Every line of the data below that holds the string "slalom" needs to be reported.

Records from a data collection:
++++++++++++++++++++
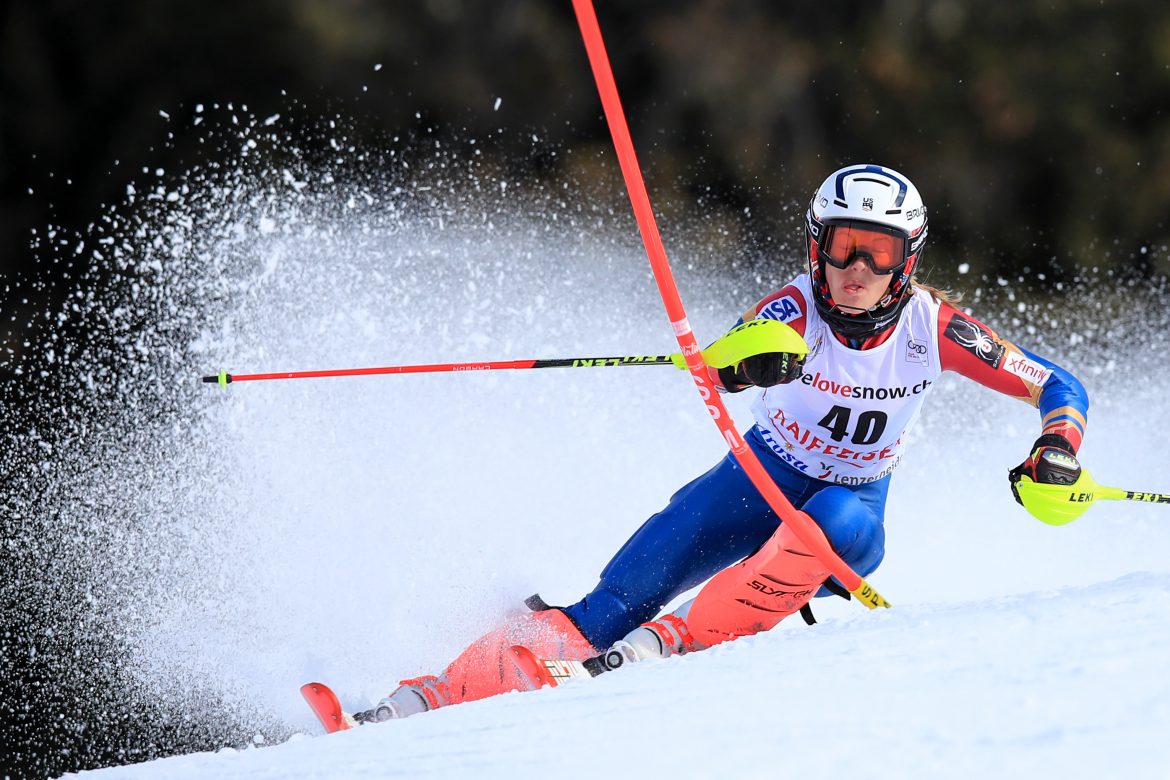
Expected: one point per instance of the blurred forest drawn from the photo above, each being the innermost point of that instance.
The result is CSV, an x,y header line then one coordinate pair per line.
x,y
1038,132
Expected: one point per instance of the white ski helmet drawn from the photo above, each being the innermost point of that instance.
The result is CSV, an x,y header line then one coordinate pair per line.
x,y
865,198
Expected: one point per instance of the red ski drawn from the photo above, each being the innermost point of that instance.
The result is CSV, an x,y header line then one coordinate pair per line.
x,y
553,671
327,708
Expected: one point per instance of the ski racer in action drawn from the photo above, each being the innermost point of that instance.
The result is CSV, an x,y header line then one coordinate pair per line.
x,y
831,422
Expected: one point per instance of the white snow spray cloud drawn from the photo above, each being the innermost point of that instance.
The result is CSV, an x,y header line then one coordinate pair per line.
x,y
210,550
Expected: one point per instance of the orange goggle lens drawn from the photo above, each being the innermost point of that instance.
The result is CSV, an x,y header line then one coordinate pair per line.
x,y
882,250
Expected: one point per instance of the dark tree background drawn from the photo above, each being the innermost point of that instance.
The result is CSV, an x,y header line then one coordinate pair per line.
x,y
1038,131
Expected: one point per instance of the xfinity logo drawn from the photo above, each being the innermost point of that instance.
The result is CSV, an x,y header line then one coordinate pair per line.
x,y
915,351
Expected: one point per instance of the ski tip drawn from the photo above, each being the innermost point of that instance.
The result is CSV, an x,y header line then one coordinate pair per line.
x,y
324,704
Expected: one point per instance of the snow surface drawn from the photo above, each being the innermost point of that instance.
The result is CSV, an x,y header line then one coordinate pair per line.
x,y
1066,683
239,543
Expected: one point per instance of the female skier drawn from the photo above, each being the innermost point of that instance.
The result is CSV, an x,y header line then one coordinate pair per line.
x,y
830,429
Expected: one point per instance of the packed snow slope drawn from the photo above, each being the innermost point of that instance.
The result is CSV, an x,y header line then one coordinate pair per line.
x,y
217,547
1062,683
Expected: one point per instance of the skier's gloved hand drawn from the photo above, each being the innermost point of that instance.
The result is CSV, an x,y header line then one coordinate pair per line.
x,y
765,370
1052,462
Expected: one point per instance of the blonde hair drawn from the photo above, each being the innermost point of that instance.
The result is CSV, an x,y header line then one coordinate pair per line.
x,y
941,296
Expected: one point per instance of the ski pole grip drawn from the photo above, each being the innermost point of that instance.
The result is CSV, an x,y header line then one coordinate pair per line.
x,y
868,596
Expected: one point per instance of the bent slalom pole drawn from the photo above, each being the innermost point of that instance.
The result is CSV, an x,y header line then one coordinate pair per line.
x,y
803,525
1062,504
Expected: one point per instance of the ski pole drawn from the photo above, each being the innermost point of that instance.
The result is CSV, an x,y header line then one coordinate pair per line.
x,y
803,525
224,379
1062,504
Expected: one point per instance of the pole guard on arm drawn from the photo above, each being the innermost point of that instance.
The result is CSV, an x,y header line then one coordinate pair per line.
x,y
800,524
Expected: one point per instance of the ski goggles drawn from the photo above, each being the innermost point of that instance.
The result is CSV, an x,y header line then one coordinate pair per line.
x,y
883,249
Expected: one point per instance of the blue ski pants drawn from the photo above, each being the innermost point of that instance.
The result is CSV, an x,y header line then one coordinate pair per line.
x,y
714,522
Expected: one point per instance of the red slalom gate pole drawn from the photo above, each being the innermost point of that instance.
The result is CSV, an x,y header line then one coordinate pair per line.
x,y
803,525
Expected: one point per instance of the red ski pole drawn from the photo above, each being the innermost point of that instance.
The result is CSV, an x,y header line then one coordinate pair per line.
x,y
224,379
803,525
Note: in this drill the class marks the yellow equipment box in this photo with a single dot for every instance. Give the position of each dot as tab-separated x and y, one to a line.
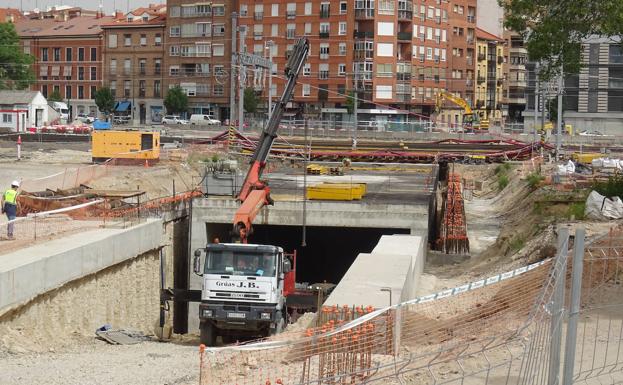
337	191
586	157
133	145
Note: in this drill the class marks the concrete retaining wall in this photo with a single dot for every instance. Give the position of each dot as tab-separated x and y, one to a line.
29	272
396	263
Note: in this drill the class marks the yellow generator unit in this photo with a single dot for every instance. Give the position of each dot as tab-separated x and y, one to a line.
139	146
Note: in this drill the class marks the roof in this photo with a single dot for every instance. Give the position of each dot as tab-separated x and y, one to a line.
484	35
77	26
17	97
7	13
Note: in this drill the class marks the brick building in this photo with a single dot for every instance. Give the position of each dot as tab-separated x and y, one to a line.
68	57
134	46
198	54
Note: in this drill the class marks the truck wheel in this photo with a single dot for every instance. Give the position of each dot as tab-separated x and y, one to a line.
208	333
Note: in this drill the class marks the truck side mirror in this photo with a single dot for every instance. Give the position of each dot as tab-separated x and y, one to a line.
197	263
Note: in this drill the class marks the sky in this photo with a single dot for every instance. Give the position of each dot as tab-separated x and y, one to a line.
109	5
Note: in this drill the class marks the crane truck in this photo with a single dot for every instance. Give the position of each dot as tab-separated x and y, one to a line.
471	121
245	286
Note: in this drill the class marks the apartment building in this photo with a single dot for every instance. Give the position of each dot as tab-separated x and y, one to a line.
134	47
197	54
489	85
68	57
516	77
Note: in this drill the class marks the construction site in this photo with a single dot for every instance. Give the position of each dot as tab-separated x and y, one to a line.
268	257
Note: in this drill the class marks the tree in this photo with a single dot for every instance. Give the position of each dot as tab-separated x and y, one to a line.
104	100
176	100
55	96
15	66
250	100
554	29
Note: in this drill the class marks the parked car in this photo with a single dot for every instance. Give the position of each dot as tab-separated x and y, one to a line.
202	119
173	119
84	118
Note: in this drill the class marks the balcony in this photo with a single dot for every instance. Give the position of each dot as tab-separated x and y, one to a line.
404	36
364	13
363	35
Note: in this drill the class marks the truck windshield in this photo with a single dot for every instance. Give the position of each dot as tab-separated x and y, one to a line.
239	263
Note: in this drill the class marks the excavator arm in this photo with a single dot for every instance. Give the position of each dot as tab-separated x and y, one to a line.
255	193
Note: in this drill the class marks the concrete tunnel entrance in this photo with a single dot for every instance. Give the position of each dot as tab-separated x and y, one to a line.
329	252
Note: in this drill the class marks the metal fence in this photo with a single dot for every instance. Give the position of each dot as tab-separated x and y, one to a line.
547	323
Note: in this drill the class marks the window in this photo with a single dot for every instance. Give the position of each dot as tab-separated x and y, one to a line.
219	29
342	49
218	50
342	28
142	86
386	7
218	10
157	89
127	67
325	10
323	71
385	49
126	88
383	92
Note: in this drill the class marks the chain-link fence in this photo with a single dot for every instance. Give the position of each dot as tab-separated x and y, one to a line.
511	328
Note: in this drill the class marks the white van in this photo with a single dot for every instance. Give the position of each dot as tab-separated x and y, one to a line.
201	119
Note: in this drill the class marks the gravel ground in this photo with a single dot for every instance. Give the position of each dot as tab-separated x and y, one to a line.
97	362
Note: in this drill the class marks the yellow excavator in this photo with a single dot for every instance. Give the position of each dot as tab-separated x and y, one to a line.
471	120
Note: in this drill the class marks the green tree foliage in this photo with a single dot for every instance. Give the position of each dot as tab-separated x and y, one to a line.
250	100
55	96
15	66
104	100
555	29
176	101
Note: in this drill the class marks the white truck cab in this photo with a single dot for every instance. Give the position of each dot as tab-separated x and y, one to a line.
243	290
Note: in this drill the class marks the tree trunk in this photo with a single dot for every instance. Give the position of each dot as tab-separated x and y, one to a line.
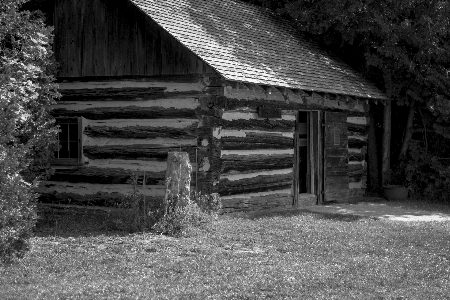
178	180
408	131
386	158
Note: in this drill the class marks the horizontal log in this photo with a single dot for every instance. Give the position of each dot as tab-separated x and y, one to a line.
135	152
104	94
126	112
233	104
357	128
255	184
356	143
257	142
250	163
352	156
106	176
355	169
97	199
256	124
141	132
357	178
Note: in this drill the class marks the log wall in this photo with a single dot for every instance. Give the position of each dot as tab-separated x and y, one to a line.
257	154
358	132
128	126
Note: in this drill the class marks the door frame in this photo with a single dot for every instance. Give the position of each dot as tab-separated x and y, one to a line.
314	157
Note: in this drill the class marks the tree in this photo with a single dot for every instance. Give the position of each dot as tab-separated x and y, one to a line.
403	46
27	132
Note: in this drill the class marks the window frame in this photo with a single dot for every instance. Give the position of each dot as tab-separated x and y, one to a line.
79	159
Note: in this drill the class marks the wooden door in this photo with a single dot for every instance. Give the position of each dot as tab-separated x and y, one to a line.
335	165
308	156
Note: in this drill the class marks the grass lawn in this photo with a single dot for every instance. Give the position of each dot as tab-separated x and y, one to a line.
290	255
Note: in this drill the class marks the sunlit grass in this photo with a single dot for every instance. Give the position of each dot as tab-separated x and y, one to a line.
294	255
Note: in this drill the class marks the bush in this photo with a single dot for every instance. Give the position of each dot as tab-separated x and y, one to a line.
17	207
426	175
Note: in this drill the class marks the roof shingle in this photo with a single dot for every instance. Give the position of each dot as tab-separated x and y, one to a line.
247	43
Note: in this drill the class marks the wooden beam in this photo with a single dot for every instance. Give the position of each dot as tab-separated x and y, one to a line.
126	112
257	142
253	124
141	132
249	163
136	152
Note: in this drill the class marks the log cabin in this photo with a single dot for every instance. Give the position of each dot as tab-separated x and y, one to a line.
269	119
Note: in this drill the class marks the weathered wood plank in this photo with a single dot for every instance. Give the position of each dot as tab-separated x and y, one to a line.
237	163
97	199
123	94
354	169
232	104
337	188
126	112
357	128
135	152
254	124
356	143
106	176
352	156
255	184
257	142
141	132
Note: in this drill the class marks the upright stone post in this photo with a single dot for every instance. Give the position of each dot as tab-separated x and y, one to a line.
178	181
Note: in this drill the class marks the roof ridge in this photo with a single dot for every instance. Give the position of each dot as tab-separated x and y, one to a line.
245	42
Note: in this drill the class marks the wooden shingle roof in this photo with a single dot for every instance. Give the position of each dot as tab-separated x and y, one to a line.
246	43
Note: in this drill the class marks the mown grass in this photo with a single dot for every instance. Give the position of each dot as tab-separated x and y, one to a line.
289	255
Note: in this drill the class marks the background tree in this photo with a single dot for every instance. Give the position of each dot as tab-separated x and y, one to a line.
27	132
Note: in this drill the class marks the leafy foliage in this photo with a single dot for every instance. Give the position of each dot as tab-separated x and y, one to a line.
428	177
27	133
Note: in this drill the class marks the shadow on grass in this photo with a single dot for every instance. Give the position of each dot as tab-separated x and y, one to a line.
270	213
81	222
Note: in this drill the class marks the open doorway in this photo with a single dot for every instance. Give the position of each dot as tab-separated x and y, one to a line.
308	158
320	157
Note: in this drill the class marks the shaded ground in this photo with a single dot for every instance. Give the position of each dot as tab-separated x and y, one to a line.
370	208
379	210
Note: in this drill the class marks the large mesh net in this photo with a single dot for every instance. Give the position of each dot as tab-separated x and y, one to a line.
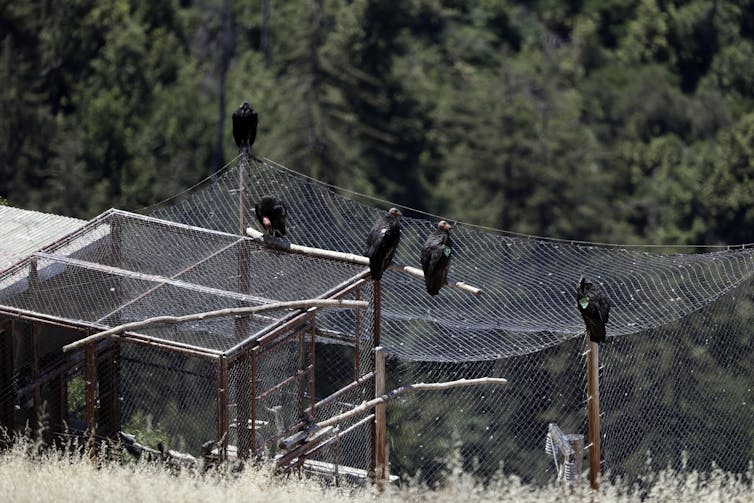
675	376
675	373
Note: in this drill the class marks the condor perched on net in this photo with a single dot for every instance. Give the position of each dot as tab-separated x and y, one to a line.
594	307
382	242
436	258
271	213
245	121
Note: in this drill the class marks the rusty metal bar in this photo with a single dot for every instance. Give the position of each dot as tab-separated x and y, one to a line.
302	368
35	332
291	326
312	372
7	371
194	287
243	408
173	277
253	393
361	380
380	449
282	383
301	452
178	347
334	293
357	337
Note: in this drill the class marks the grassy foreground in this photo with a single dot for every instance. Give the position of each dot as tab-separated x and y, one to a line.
28	476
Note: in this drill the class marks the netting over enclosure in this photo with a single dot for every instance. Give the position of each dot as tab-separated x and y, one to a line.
234	380
676	370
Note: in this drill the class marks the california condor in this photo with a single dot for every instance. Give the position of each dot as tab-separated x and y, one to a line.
271	213
594	307
435	257
382	242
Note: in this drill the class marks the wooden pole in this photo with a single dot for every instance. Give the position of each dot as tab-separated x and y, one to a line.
352	258
593	409
380	421
222	409
90	386
435	386
376	328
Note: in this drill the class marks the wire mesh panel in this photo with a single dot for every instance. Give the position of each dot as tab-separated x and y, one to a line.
168	397
525	327
676	367
492	426
674	395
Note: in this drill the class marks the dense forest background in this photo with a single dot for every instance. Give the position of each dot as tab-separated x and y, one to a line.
626	121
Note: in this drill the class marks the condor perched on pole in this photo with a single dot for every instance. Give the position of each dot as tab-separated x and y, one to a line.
271	213
594	307
245	121
382	242
435	258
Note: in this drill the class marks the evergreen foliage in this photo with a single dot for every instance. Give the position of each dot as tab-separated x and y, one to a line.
627	121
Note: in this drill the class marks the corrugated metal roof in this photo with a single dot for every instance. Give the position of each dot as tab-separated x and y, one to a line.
24	231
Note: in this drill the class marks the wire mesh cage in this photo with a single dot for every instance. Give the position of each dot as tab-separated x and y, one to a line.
226	385
675	370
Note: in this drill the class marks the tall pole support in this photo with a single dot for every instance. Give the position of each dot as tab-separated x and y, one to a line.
593	409
90	395
376	301
222	409
380	421
243	199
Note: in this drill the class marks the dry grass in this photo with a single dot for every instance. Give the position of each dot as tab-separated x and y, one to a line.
26	475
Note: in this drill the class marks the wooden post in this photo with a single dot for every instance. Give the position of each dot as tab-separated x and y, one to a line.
222	409
242	328
90	387
253	395
312	372
380	452
593	408
376	300
8	380
243	199
38	428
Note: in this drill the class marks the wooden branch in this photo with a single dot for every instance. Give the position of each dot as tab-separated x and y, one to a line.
286	245
367	405
233	311
414	271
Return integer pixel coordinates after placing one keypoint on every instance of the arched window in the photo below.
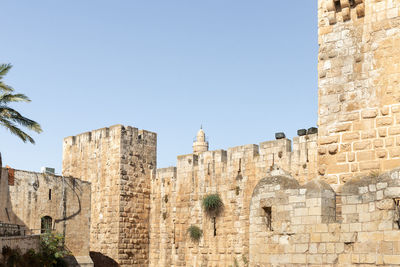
(46, 224)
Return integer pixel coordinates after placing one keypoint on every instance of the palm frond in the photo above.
(7, 98)
(16, 131)
(13, 115)
(5, 87)
(4, 69)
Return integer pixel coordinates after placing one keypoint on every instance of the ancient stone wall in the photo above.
(177, 194)
(293, 225)
(27, 197)
(24, 243)
(359, 74)
(120, 163)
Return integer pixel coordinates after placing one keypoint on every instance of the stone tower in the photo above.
(120, 163)
(200, 144)
(359, 92)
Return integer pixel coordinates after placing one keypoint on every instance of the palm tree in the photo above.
(10, 118)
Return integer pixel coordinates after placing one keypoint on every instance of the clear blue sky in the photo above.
(243, 69)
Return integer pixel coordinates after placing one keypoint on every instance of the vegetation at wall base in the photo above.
(51, 254)
(195, 233)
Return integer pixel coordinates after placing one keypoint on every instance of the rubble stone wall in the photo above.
(177, 194)
(27, 197)
(309, 228)
(120, 163)
(359, 93)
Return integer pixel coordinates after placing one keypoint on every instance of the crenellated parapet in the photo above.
(343, 10)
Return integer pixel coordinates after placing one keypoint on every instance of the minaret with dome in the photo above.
(200, 144)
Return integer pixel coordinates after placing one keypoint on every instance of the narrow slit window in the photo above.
(268, 217)
(397, 211)
(46, 224)
(215, 227)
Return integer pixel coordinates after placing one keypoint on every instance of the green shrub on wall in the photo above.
(195, 232)
(212, 204)
(51, 254)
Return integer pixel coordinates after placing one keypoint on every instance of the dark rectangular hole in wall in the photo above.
(268, 217)
(337, 6)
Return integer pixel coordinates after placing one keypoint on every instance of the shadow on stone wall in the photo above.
(101, 260)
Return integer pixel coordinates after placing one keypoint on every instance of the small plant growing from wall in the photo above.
(195, 233)
(212, 204)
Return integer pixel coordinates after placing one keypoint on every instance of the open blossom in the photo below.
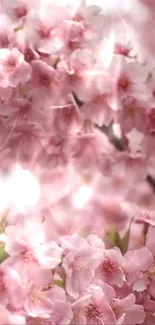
(31, 244)
(111, 269)
(77, 180)
(13, 69)
(79, 264)
(10, 318)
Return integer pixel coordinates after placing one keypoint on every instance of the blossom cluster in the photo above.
(77, 163)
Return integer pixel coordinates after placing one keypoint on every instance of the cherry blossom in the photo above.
(77, 161)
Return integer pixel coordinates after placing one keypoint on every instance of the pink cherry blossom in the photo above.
(79, 264)
(10, 318)
(111, 269)
(13, 69)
++++++++++++++++++++
**Response area:**
Expected: one point per instance of the bent slalom pole drawn from the photo above, each being the innermost point of that instance.
Expected: one point per instance of the red slalom gate pole drawn from the photo above, each being the innermost point of that instance.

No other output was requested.